Unos
gritos surgen al borde del camino que nos molestan en la tranquilidad de
nuestra vida pero que son una llamada de Jesús a despertar a la luz
Jeremías 31, 7-9; Sal. 125; Hebreos 5, 1-6;
Marcos 10,46-52
Jesús va de camino hacia Jerusalén
atravesando la ciudad de Jericó, era el camino de los que venían de Galilea
bajando el Jordán y subiendo luego esos desiertos kilómetros desde la hondura
del Jordán hasta las alturas de la ciudad santa. Pero alguien grita y todos se
sobresaltan. Parece una descortesía; nos han enseñado que no se habla a gritos
pero algunas veces tenemos que gritar, para hacernos notar, para que nos
escuchen desde nuestras necesidades o desde los peligros en que nos encontremos,
claro que también podemos gritar de alegría cuando nos salen bien las cosas,
cuando recibimos sorpresas en la vida, cuando nos dan una buena noticia o un
regalo. Al borde del camino está un ciego con sus gritos al que quieren hacer
callar.
¿Podemos o debemos hacer callar a quien
grita? Desde la comodidad donde nos hemos establecido en la vida nos molestan
los gritos que nos hacen despertar. Preferimos el silencio y la tranquilidad,
que no nos molesten. Desde nuestra tranquilidad - ¿o podemos decir desde
nuestra insensibilidad? – no queremos que haya voces que nos molesten, porque
eso no va con nosotros, que cada uno se las arregle como pueda que yo tengo mis
problemas, que nada nos perturbe porque nosotros queremos tener paz o nada nos
distraiga porque yo ahora tengo mis cosas que hacer, porque yo quiero escuchar
lo que me interesa no lo que venga con problemas que nos pueden hacer perder la
paz… tantos silencios que preferimos en la vida que aunque decimos de paz son
de insensibilidad.
Y Jesús no solo oyó sino que escuchó también
los gritos de aquel pobre ciego que estaba al borde del camino. Sí, al borde
del camino, porque el camino en su ceguera no era para él; ya quisiera él poder
hacer ese camino, poder subir también a Jerusalén con todos aquellos peregrinos
que por allí pasaban. Pero tenía que contentarse con estar con su manta tendida
en el suelo, su manto, para recoger algunas monedas que algunos compasivos
arrojasen a su paso.
Pero Jesús le llama para que se ponga
en camino. Y claro que a esta llamada de Jesús – le dicen, ‘Jesús te llama’
– el da un salto para ponerse en camino, para acercarse a Jesús. Algunos ahora
compasivos, aunque antes quisieran hacerlo callar, le ayudan porque él se
soltará de todo, deja atrás su manto y su bastón porque quiere llegar hasta
Jesús.

**Tarea asignada:** Continúa el comentario de arriba sobre el ciego que grita al borde del camino de Jericó a partir de su última oración.

**Filas de datos:**
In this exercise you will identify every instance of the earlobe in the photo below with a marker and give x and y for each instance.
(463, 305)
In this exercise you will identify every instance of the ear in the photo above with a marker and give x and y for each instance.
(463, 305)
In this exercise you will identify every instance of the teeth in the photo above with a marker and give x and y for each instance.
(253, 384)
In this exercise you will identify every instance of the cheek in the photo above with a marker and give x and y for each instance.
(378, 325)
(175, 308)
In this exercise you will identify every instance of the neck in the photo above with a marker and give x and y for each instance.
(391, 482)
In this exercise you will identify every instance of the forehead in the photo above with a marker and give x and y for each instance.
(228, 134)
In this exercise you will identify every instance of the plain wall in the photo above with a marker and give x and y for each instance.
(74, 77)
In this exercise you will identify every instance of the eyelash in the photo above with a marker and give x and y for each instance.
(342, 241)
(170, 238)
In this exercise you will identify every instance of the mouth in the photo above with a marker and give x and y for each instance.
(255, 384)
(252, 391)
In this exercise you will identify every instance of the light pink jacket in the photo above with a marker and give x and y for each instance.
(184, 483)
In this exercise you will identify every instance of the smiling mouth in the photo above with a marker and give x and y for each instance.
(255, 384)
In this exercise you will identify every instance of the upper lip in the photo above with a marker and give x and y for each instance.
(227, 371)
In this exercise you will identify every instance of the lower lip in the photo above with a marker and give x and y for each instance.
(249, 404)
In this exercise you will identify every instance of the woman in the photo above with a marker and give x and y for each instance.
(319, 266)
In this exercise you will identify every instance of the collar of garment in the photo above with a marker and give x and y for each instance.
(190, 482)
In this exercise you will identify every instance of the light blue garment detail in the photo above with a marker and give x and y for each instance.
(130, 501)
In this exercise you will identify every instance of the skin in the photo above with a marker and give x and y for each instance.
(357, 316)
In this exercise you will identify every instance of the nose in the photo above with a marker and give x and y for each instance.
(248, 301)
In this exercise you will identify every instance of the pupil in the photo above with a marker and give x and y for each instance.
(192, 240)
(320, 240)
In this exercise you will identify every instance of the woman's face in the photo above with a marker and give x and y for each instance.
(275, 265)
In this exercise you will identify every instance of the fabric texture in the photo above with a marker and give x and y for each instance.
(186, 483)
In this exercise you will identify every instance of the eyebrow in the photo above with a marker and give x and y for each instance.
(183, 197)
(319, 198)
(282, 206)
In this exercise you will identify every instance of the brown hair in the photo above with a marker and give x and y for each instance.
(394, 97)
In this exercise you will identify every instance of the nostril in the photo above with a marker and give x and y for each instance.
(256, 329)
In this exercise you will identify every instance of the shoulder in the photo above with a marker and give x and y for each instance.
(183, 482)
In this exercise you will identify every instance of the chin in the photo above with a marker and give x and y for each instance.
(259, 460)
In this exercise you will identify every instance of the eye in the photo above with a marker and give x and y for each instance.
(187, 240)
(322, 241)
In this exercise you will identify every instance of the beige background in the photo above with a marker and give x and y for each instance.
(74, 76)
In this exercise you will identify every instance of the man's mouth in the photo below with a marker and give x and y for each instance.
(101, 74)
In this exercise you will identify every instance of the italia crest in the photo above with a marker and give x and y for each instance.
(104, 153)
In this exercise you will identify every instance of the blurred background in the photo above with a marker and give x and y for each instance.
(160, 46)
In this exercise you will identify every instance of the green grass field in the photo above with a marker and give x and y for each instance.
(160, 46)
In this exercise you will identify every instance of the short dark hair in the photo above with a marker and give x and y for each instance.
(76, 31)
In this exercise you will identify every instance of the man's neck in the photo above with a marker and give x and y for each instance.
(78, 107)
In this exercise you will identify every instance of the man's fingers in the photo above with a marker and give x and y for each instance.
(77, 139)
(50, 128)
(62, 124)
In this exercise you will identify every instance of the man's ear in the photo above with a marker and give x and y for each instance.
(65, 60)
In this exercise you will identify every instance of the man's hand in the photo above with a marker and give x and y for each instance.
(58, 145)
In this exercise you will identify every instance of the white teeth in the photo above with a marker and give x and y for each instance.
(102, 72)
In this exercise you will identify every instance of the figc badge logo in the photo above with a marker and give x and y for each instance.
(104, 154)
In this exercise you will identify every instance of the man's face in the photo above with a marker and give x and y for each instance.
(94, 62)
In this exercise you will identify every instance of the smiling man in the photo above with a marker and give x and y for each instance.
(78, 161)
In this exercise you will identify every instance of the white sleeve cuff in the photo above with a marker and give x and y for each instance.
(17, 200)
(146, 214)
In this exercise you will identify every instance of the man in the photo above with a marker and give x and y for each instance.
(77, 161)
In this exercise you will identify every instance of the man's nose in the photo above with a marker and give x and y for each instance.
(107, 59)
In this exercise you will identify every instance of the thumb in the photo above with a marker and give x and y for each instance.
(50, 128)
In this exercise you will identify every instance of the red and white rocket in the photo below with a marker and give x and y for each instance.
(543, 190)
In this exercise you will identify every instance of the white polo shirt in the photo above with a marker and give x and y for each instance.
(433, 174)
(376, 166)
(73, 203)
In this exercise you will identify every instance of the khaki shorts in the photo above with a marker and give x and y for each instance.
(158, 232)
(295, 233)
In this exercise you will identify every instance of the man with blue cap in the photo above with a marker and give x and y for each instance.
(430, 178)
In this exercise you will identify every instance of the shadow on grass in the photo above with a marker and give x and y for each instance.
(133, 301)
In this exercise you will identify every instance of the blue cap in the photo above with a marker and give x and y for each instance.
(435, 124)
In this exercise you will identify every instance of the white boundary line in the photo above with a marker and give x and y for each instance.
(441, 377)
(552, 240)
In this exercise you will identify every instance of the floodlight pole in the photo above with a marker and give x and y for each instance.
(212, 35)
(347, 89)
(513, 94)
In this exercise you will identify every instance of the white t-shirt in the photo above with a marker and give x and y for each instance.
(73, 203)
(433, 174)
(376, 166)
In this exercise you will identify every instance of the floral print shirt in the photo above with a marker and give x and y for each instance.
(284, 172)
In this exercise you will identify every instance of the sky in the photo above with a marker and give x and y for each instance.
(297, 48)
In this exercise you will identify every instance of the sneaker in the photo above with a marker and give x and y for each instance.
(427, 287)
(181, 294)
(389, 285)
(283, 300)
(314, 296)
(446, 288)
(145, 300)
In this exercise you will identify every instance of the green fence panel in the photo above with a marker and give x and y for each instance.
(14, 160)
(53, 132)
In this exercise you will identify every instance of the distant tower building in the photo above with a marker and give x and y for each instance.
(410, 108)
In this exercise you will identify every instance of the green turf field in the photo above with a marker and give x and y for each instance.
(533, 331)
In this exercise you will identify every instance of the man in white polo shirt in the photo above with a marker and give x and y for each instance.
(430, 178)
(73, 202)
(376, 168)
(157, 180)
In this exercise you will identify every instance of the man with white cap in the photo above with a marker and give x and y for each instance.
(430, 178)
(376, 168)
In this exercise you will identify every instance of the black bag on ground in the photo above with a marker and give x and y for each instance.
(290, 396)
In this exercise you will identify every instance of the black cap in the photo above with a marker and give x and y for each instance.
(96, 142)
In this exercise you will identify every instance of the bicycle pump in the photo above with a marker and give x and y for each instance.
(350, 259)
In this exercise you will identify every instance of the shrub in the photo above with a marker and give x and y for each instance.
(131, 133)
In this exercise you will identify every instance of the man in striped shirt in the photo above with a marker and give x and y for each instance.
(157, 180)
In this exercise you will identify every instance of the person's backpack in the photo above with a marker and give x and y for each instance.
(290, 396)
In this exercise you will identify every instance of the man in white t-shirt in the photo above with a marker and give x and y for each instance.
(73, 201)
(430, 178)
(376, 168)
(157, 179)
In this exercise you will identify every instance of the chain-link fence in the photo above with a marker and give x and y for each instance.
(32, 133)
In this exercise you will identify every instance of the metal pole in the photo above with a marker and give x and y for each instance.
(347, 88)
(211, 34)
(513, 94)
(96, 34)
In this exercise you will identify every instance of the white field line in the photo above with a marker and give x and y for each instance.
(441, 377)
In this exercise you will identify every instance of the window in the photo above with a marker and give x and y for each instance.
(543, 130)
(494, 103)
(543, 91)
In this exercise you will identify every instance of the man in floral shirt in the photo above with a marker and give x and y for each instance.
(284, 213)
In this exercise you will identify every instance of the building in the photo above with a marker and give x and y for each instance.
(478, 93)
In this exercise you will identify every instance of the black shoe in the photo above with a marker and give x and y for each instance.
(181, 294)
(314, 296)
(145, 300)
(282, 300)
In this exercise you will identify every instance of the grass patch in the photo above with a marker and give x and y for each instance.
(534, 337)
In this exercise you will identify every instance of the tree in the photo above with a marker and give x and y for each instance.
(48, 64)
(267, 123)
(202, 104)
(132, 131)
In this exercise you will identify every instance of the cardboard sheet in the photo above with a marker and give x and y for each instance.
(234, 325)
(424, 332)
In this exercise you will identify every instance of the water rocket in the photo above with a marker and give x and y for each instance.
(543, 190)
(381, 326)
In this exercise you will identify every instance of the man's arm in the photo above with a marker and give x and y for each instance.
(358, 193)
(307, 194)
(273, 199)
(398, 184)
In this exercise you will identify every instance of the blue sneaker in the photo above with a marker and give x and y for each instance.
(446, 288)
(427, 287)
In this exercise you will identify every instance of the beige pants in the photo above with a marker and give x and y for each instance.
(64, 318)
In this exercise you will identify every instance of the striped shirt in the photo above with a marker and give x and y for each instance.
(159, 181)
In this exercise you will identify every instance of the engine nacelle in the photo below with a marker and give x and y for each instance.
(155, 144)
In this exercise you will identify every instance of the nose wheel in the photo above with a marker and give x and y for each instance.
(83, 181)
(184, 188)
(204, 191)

**Resultado final:**
‘¿Qué quieres que haga por ti?’ es la pregunta de Jesús. ‘Señor, que vea’. Luz
para sus ojos, una luz que será vida para él porque podrá ya comenzar a valerse
de si mismo para salir de su pobreza, luz que le dará fuerzas para ponerse también
en camino, aunque ahora ya ha comenzado a sentir una nueva fuerza en él cuando
alguien se ha interesado por él y ha sido capaz de dar un salto. Qué importante
es que aprendamos a interesarnos por alguien, por los demás, por quien está al
borde del camino; es comenzar a valorarlos, comenzarán a sentirse valorados
porque alguien piensa en ellos, como el hijo de Timeo, que cuando escucha que
Jesús lo llama será capaz de levantarse del borde del camino para ir al
encuentro de la luz.
Claro que Jesús quiere poner luz en los
ojos de aquel hombre. Para eso ha venido para ser nuestra luz, luz de la
humanidad, luz del hombre nuevo que nace con Jesús, luz que nos saque de las
tinieblas, luz que mantengamos encendida para poder entrar en el banquete del
Reino. ¿No recordamos tantos otros pasajes del evangelio que nos están hablando
de esa luz de Jesús para nosotros? ¿Pero no podemos recordar también que Jesús
quiere que nosotros seamos luz para nuestro mundo?
Tendríamos que vernos reflejado en ese
hombre sentado al borde del camino, porque también nosotros nos falta luz, porque
nosotros también tantas veces nos quedamos anquilosados al borde y parece que
no somos capaces de hacer nada, porque caemos en nuestras rutinas y en nuestras
desganas y parece que lo que queremos es que tengan lástima de nosotros, porque
no solo estamos ciegos sino que también nos hacemos sordos y no llegamos a
escuchar que Jesús nos llama para que vayamos a El, porque son tantos nuestros
desánimos que ni siquiera nos dejamos ayudar porque quieres nos tienden una
mano para que nos levantemos, porque no llegamos a reconocer nuestras cegueras
porque nos hemos acostumbrado a nuestra abulia y aburrimiento. ‘Señor, que
yo vea’, tenemos también que pedir, tenemos también que gritar.
Hoy nos está diciendo muchas cosas el
evangelio. Nos hace ver nuestras cegueras, pero nos tiene que hacer ver que
muchas veces podemos ser obstáculo para los que están a nuestro lado gritando
desde las orillas del camino, con nuestra búsqueda de silencio y de
tranquilidad, con nuestros deseos que no nos molesten porque ya nosotros tenemos
nuestra vida, y tantas veces pasamos de largo y ni siquiera vemos a quien se
cruza con nosotros y que quizás van cargando con su pesada cruz de sus pobreza
o de sus sufrimientos, de las discriminaciones que sufren o de los abandonos de
la misma sociedad, pero no movemos ni un dedo para ayudar. ¿Seguiremos haciéndonos
sordos a los gritos de la humanidad que quiere paz, que grita debajo de los
horrores de la guerra, que nos pide clemencia desde su hambre y su miseria?
Aquel hombre cuando recuperó la luz de
sus ojos se puso en camino también detrás de Jesús. ¿Será lo que nosotros también
vamos a hacer para subir con Jesús a Jerusalén, para con Jesús ir a la
Jerusalén de la vida donde hemos de vivir también y celebrar la Pascua?